**Exercises**
1. Rewrite everything from "The biggest blessings" down to "relief! Blessings abound!" in the basketball blog excerpt, changing "stepson" to "son".
2. Continue the basketball blog excerpt, starting after its final sentence.

**Page excerpt**
The biggest blessings came from my stepson, who came to live with us this week. I am encouraged by the possibilities this “new start” will afford him and the opportunities for growth it will afford all of us. On the way to get into the car after the morning’s service, he told Kent that he was moved by our testimony and that our words were not only our (Kent and my) declaration, but also that of the entire family. When Kent recounted this incident to me, tears filled my eyes and my heart was completely filled with the promise that we are not in control, but God is…what a relief! Blessings abound!

How about you? What is your cardboard testimony?

Tuesday, November 11, 2008

Everything I Know About Life--I Learned From a Middle School Basketball Game

Chandler’s first middle school basketball game was tonight. He started at center. On this, his birthday, Don would have been so very proud of him. Chandler had a cheering section this evening. Kent and I attended, Chad and Joy, Grandma and Grandpa Abla, and Charleen were all present for his debut. As I sat watching Chandler play, I was surprised to find how much the game resembled lessons I have learned in life, so in honor of Chandler’s first game, I bring to you…

Everything I know about life I learned from a middle school basketball game.

I learned that…
  • You wont always be first string, sometimes your job will be to come in after the all-stars are tired and take the game from there. There is no glory in this except the self-satisfaction of knowing that without you the game wouldn’t be possible.
  • You will always have folks to cheer you on, even if you totally mess things up.
  • You may have killjoys in your life who are pessimistic about pretty much everything—stay away from them—they affect your positive mojo.
  • Sometimes you have a good game where everything goes perfectly—you are in a zone; then there are other times when you couldn’t make a basket if your life depended on it.
  • Most of the rather big mistakes you make are soon forgotten by others, but remain in your memory forever--what good does that do?
  • Sometimes you get a “bad call”, but there is the benefit of the ability to blame someone else for it (referees).
  • Guarding yourself from injury is the first line in self-preservation.
  • You can’t make it to the end of the game without your teammates. It takes five to play basketball. It takes more to play in real life.
  • No one else will remember the score in a week, so perhaps you shouldn’t keep it. Sometimes we require more from others than we do ourselves. We remember the hurts and the offenses against us far more than they merit our time or energy.
  • Sometimes the game isn’t about the game. Chandler played a rather seasoned team tonight. He calls the Monticello Sages the Monti-steroid Sages because their 7th grade center is 6’2”. Anyway, after a crushing defeat he went to the concession stand and began to make friends with the other team—it’s his nature. For him, it is more about the relationships than the game – I couldn’t be more proud.
  • It is essential to have a strong coach, one who has played the game before you; one who owns the playbook; who encourages you; who calls you to discipline and finds value in who you are.
I am sure there are many more life lessons to be gleaned, but these are but a few of my personal insights. Care to add more???

**Entries supplied**
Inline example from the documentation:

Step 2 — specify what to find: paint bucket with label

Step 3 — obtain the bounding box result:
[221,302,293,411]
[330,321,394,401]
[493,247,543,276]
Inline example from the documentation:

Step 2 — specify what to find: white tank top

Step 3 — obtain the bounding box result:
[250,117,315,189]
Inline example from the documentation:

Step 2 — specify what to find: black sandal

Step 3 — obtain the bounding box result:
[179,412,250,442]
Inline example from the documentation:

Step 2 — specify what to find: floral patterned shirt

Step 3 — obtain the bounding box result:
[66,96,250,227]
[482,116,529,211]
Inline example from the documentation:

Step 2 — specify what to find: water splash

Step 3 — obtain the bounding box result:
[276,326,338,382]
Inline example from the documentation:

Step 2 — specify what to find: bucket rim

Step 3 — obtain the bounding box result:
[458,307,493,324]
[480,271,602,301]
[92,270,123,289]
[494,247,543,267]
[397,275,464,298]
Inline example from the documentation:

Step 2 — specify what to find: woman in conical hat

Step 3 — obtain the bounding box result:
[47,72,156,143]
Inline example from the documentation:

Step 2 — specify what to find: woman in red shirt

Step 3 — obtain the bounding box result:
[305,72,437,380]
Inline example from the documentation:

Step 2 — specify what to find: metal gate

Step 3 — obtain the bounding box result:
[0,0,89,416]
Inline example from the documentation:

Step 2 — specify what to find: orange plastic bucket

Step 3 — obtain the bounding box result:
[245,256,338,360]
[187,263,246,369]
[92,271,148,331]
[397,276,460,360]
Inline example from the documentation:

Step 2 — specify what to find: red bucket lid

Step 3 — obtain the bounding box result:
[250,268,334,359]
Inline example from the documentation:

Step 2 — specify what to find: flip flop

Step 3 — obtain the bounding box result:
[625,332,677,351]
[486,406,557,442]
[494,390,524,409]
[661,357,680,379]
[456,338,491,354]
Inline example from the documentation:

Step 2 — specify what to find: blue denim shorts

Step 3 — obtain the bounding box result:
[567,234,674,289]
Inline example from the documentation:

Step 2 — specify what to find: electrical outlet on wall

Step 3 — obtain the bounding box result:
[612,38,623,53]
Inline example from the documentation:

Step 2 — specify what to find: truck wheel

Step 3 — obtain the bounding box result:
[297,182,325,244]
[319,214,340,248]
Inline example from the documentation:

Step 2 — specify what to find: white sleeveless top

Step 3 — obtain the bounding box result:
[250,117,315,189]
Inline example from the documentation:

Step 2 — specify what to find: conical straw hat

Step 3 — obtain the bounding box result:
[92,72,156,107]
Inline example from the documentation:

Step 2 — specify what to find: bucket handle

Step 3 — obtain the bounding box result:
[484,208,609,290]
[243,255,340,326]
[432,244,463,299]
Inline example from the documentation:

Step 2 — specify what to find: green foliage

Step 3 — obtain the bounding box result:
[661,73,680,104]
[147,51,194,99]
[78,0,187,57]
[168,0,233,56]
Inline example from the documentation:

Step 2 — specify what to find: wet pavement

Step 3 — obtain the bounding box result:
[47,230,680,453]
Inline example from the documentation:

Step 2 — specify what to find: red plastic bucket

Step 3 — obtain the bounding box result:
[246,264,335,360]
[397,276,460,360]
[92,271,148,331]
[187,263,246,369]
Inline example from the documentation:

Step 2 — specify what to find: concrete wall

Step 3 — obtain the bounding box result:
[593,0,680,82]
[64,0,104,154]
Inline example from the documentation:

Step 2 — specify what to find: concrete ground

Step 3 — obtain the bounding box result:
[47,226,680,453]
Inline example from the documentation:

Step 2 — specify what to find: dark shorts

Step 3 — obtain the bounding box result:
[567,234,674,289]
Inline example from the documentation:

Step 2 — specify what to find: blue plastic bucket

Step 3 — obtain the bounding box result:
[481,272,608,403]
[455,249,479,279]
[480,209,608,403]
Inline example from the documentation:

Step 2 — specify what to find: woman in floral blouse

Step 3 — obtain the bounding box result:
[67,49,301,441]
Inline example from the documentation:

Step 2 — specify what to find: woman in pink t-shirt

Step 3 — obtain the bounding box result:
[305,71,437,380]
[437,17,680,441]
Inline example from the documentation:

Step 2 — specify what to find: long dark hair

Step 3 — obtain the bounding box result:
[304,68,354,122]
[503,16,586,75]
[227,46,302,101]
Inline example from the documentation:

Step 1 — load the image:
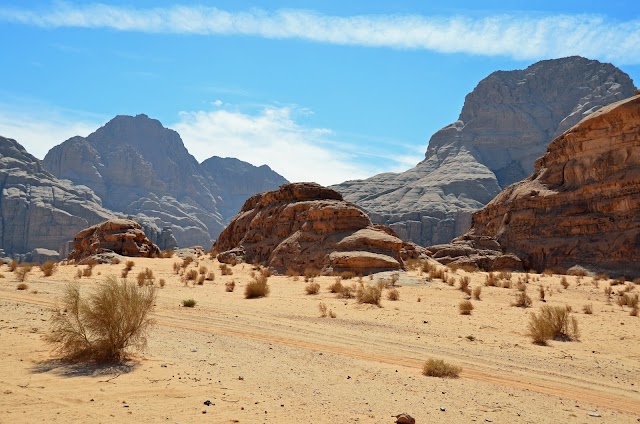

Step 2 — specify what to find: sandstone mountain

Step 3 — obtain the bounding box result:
[213,183,418,274]
[429,95,640,277]
[333,57,635,246]
[0,137,114,260]
[43,115,224,246]
[200,156,289,223]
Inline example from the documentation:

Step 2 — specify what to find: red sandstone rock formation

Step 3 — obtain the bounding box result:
[429,96,640,277]
[213,183,415,274]
[69,219,160,261]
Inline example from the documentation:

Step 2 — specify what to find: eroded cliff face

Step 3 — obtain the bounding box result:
[43,115,224,246]
[430,96,640,277]
[213,183,416,274]
[333,57,635,246]
[0,137,114,255]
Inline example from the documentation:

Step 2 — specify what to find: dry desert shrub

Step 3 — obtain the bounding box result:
[511,291,532,308]
[220,264,233,275]
[529,305,580,345]
[304,268,320,283]
[356,284,383,306]
[387,289,400,301]
[304,282,320,295]
[15,264,31,282]
[182,299,198,308]
[40,261,56,277]
[472,286,482,300]
[184,269,198,281]
[458,300,473,315]
[137,268,156,287]
[329,277,343,293]
[244,274,270,299]
[47,276,156,361]
[422,358,462,378]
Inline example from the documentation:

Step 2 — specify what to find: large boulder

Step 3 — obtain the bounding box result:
[0,137,115,256]
[333,57,635,246]
[213,183,415,274]
[69,219,160,262]
[429,95,640,277]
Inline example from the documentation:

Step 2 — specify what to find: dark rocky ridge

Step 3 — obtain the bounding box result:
[333,57,635,246]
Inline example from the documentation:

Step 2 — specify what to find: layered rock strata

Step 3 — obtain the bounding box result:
[213,183,404,274]
[69,219,160,262]
[333,57,635,246]
[429,96,640,277]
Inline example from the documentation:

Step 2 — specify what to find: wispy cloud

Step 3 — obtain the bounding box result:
[172,107,384,185]
[0,3,640,64]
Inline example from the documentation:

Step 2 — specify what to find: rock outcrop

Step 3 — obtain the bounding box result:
[0,137,114,256]
[333,57,635,246]
[69,219,160,262]
[213,183,404,274]
[200,156,289,223]
[43,115,224,248]
[429,95,640,277]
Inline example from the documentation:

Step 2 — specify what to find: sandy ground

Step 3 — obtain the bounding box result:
[0,257,640,423]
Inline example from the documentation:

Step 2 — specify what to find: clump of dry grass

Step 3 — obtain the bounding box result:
[40,261,56,277]
[422,358,462,378]
[511,291,532,308]
[137,268,156,287]
[244,274,271,299]
[387,289,400,301]
[182,299,198,308]
[304,282,320,295]
[529,305,580,345]
[472,286,482,300]
[47,276,156,361]
[356,284,383,306]
[220,264,233,275]
[329,277,343,293]
[458,300,473,315]
[304,268,320,283]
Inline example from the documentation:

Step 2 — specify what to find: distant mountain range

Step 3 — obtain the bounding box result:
[332,56,635,246]
[0,115,288,255]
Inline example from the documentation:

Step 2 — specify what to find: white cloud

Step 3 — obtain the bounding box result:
[0,3,640,64]
[172,107,377,185]
[0,105,103,159]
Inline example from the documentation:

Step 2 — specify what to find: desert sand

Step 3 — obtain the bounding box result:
[0,256,640,423]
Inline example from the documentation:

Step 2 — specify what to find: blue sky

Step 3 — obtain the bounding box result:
[0,0,640,184]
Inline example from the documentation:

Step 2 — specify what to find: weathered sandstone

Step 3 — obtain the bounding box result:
[429,96,640,277]
[213,183,404,274]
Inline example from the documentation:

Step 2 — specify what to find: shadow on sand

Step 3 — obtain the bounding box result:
[31,359,139,378]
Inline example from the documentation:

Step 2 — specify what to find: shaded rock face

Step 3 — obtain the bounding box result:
[213,183,404,274]
[0,137,114,255]
[69,219,160,262]
[43,115,223,248]
[200,156,289,223]
[429,96,640,277]
[333,57,635,246]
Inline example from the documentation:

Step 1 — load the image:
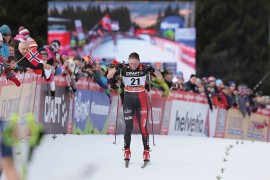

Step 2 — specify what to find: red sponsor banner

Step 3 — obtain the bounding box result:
[215,108,227,138]
[48,31,70,49]
[152,37,196,68]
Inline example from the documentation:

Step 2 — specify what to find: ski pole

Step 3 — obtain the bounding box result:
[148,73,156,146]
[113,69,122,145]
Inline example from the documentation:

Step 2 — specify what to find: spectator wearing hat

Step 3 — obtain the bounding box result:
[19,26,38,51]
[8,43,15,56]
[171,71,184,91]
[38,48,55,100]
[184,74,199,93]
[0,24,12,45]
[45,40,61,61]
[163,69,173,89]
[0,33,10,62]
[195,78,205,94]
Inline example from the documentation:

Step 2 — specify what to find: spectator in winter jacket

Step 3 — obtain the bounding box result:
[15,41,44,70]
[184,74,199,93]
[171,71,185,91]
[0,33,10,62]
[8,43,15,56]
[38,48,55,100]
[45,40,61,61]
[0,24,11,61]
[161,69,173,89]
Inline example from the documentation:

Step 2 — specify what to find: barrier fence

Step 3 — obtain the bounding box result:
[0,71,270,141]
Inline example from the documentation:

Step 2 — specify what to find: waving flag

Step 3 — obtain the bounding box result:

**Responses by task**
1.
The biggest blessings came from my son, who came to live with us this week. I am encouraged by the possibilities this “new start” will afford him and the opportunities for growth it will afford all of us. On the way to get into the car after the morning’s service, he told Kent that he was moved by our testimony and that our words were not only our (Kent and my) declaration, but also that of the entire family. When Kent recounted this incident to me, tears filled my eyes and my heart was completely filled with the promise that we are not in control, but God is…what a relief! Blessings abound!

2.
Monday, November 10, 2008

Tuesday Trivialty is BACK--Take the Challenge

Complete the following task with a word beginning with the same letter as your first name—common—it’s just for FUN!!!

1. What is your name: Marsha
2. A four letter word: Mall
3. A vehicle: Mustang
4. A city: Madrid
5. A boy's name: Michael
6. A girl's name: Melinda
7. Drink: Mountain Dew
8. An occupation: Monk
9. Something you wear: Muffs
10. A Celebrity: Madonna
11. A food: Macaroni and Cheese
12. Something found in a bathroom: Make-up
13. Reason for being late: My car wouldn’t start.
14. Something you shout: My goodness!
15. An animal: Mongoose
16. A body part: Mind
17. Word to describe yourself: Meaningful
18. A favorite word: Miracle
19. A movie: Mama Mia
20. A book you enjoyed: My Sister’s Keeper by Jody Picault

Leave your answers on a comment or refer back to your blog!! Enjoy!!

Wednesday, November 05, 2008

The Art of Racing Against the Wind

A couple of weeks ago Kent and I participated in the “Spooky-Du(althon)”. It was a 1.8-mile run, 20-mile bike ride followed by a 1.8 mile run. My initial intention was to complete the entire race myself. As has been chronicled here ad nauseum, running is not my forte; I don’t really even like it. So when I noticed there was a “team category” for this race, I jumped at the chance for my husband to complete the run and I would complete the biking portion of the race.

Though it was unseasonably cold the morning of the race, we were filled with anticipation . The 1.8-mile run curved through Weldon Springs State Park (a beautiful venue) while the bike portion of the race was twenty miles through the Central Illinois countryside balanced with hills, curves and flatland. I was confident about the ride, as I am a much stronger cyclist than runner, but when confronted with the added hardship of 20 mph winds directly in my face, the first ten miles was brutal and my confidence began to diminish. Even seasoned tri-athletes said it was a challenging ride. Many times during those first ten miles I simply wanted to quit, or get off the bike and walk. I can’t remember ever challenging myself as hard physically.

As I approached the turn around, the front-runners in the race passed me going the opposite direction. I looked up to find smiles on their faces and an occasional encouraging “thumbs up”. It was obvious that if I could simply make it to the turn-around I would find great relief. The race totally changed at the turn-around. Heading back to the starting line, with the wind at my back, I was able to ride effortlessly much faster than my average speed and I felt a smile replacing the scowl on my face. Crossing the starting line was sweet and more rewarding than I can say.

Often, our lives simulate a race against the wind. We find ourselves maneuvering the hills and curves of life that we never dreamed would impede our journey. Adversity mounts to the point of breaking our spirit and we simply want to quit, or at least get off the “ride” for a while. Facing life’s trials is not for the faint of heart. The knowledge that the “turn-around” is within reach, where the wind will carry us to a more contented place, somehow keeps us going. Finding the courage, energy and strength to merely make it to the turn-around is the challenge, but we do make it; where the road gets easier, and the ride sweeter, where the smile returns, and contentment rests…that is…until the next race.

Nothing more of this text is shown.